* **STORED DATA**
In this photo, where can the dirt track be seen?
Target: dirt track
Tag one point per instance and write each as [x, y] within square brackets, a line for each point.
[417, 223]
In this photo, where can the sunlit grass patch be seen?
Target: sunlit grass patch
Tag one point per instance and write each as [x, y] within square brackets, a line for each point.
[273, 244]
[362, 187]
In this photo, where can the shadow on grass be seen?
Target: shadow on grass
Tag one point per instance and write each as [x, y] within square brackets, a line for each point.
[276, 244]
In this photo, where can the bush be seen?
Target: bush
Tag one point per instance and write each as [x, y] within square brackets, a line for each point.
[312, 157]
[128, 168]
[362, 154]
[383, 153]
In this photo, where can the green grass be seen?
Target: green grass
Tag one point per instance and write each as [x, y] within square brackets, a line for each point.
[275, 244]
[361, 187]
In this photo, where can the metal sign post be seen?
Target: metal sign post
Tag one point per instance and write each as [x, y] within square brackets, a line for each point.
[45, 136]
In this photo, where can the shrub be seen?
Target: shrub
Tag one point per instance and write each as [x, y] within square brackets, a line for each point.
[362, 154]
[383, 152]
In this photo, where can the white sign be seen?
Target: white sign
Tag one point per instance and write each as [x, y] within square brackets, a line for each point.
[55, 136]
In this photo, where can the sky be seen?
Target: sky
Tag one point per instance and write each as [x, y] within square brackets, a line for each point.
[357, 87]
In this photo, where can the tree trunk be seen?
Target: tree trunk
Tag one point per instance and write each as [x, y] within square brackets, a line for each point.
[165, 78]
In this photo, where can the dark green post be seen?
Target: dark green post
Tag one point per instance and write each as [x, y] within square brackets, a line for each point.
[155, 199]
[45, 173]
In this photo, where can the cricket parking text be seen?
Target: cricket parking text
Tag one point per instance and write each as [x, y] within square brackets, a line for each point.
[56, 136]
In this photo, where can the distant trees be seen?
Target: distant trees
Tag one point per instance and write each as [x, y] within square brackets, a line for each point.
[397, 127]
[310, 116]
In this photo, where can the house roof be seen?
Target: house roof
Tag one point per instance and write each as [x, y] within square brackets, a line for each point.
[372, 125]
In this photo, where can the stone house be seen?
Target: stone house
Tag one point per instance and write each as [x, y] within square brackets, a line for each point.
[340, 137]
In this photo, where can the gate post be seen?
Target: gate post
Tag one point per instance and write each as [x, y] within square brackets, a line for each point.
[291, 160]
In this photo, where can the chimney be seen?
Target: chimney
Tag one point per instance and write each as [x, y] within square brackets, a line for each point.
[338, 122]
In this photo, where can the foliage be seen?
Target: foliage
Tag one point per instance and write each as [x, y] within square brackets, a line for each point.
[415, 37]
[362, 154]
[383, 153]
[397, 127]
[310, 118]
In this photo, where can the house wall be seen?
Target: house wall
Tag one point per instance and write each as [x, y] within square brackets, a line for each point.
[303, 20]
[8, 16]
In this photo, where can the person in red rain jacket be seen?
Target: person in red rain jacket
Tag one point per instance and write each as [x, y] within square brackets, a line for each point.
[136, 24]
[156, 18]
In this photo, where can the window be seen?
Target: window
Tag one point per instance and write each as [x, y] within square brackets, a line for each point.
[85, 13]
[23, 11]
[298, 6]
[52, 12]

* **PROBLEM TO SOLVE**
Repeat exactly the lines above, starting with the line that contains "In this photo, where can the house wall" and ending with the last line, both included, and nothing else.

* **RESPONSE TO THE TASK**
In this photo, where can the house wall be seen?
Target: house wall
Tag one point per instance and write each as [x, y] within square brackets, a line for each point.
[303, 20]
[8, 16]
In this photo, where can the person in red rain jacket be seen?
Target: person in red rain jacket
Tag one point per instance and write each as [x, y] within square brackets, a line for each point.
[136, 24]
[156, 18]
In this photo, where can the window be seen?
Target: window
Tag one point per instance and write each as [x, y] within square brackets, a line for each point.
[85, 13]
[23, 11]
[298, 6]
[52, 12]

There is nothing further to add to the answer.